Given information ▸

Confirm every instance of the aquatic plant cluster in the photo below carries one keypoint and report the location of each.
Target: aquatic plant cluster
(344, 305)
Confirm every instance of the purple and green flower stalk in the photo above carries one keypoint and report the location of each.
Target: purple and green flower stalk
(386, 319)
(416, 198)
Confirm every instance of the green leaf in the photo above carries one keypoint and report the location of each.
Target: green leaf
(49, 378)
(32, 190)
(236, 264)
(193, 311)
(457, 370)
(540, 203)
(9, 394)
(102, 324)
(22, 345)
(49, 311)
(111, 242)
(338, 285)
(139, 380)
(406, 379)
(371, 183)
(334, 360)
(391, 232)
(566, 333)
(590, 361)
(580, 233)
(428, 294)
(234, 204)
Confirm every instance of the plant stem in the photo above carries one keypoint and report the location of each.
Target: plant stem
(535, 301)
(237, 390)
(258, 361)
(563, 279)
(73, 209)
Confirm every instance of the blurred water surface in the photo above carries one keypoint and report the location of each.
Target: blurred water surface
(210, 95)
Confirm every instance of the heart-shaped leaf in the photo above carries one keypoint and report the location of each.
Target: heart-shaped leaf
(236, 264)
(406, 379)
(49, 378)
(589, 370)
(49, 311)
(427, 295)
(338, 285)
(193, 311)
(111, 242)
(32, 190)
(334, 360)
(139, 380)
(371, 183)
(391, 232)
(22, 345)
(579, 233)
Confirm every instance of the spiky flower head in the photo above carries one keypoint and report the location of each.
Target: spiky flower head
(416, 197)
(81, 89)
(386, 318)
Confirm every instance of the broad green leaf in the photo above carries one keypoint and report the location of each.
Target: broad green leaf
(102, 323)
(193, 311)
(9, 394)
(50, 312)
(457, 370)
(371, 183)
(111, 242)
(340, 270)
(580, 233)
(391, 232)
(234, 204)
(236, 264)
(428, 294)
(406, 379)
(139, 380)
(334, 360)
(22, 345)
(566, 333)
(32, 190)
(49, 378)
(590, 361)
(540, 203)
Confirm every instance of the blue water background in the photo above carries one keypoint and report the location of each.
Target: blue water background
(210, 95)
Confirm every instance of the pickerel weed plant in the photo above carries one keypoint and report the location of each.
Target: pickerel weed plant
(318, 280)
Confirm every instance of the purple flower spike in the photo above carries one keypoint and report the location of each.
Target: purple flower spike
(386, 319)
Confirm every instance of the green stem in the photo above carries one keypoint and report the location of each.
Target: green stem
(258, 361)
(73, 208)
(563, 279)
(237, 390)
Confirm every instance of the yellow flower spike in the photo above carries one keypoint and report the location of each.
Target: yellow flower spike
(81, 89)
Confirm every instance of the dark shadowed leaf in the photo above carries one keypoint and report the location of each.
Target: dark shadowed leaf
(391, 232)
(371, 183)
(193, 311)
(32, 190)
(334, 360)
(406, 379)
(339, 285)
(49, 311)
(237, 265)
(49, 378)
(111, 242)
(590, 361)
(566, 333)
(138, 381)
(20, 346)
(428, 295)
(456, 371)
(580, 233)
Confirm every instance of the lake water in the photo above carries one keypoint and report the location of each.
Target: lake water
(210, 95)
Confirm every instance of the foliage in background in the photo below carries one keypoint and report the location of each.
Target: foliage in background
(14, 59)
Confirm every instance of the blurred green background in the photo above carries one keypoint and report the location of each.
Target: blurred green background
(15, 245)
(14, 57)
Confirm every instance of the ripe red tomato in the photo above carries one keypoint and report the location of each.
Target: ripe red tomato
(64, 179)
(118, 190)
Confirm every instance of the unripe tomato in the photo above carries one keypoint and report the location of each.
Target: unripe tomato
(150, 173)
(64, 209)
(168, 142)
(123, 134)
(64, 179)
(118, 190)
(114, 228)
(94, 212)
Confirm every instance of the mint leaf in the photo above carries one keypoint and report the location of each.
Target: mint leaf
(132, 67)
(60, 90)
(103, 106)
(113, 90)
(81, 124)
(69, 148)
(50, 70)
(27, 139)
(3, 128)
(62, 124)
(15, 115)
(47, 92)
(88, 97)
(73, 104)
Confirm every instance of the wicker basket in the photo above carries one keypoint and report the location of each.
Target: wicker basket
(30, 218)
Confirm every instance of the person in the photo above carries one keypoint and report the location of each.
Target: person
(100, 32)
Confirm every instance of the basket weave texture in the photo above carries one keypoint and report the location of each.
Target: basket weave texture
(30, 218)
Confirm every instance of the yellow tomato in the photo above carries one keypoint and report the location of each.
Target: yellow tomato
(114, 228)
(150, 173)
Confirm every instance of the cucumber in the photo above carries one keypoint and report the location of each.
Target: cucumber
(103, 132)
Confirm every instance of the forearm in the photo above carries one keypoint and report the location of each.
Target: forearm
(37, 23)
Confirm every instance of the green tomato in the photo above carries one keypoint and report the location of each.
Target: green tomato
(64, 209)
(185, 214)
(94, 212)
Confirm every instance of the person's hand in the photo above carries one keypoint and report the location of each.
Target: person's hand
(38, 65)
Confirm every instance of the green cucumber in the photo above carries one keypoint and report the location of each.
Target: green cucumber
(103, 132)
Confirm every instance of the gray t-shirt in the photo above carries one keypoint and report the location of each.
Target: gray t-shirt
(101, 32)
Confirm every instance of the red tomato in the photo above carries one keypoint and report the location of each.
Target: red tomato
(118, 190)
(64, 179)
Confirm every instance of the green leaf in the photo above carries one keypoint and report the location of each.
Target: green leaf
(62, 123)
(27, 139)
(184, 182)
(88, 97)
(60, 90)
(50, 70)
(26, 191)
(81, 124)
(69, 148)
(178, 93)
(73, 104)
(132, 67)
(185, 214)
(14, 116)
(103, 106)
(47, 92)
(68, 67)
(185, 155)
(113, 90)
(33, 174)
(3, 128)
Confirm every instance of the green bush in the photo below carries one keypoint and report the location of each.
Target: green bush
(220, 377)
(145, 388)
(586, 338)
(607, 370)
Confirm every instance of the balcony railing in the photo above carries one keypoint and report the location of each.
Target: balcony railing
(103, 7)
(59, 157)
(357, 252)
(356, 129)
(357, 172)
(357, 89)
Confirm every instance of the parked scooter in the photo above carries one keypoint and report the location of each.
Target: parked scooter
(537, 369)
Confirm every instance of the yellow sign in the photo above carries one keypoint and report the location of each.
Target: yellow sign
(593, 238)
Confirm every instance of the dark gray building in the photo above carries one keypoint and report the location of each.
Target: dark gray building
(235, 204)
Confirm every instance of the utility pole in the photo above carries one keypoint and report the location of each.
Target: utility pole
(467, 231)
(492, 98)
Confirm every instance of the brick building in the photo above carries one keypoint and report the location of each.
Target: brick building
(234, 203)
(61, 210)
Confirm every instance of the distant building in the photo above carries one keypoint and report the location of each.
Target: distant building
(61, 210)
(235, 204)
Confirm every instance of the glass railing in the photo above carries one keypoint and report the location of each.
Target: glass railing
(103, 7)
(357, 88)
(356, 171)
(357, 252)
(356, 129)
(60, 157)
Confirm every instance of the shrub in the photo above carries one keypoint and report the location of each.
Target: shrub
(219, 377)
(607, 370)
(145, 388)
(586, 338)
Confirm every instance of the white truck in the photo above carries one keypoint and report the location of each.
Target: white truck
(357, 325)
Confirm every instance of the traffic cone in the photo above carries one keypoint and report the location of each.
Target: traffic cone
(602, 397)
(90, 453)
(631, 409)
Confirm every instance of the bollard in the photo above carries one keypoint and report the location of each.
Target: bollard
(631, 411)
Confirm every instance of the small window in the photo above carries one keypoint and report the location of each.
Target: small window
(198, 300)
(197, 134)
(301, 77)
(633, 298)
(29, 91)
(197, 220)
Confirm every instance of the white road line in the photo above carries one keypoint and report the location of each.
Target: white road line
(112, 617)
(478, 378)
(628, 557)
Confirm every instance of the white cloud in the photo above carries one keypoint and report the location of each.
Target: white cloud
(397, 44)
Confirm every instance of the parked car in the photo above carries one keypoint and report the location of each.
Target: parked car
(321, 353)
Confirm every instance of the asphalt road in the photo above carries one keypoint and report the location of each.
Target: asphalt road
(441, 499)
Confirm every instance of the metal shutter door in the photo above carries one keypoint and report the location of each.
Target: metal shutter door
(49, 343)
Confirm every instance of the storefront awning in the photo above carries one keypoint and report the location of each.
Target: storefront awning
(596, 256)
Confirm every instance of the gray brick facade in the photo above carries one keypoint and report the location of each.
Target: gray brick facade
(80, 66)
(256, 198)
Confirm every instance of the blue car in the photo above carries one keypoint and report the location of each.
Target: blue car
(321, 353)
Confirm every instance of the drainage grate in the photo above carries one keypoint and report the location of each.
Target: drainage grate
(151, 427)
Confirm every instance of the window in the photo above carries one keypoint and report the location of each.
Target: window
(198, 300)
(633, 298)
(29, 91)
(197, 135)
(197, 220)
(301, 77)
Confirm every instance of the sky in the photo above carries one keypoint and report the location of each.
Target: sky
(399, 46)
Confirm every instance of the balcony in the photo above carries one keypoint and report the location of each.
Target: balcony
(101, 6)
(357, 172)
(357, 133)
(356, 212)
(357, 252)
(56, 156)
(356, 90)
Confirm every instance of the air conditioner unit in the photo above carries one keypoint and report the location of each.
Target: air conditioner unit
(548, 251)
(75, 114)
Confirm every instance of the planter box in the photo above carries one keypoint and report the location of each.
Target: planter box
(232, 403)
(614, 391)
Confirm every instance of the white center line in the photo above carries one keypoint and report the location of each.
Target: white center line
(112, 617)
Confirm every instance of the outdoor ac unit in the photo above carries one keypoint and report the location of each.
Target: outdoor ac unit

Exercise directions ▸ Return, exactly as written, the "Target: white center line" line and each line after it through the end of the listing above.

Answer area ▸
Target: white center line
(112, 617)
Confirm every instance of the outdoor ac unit in the photo above carries one keypoint and report the location of each.
Target: outdoor ac unit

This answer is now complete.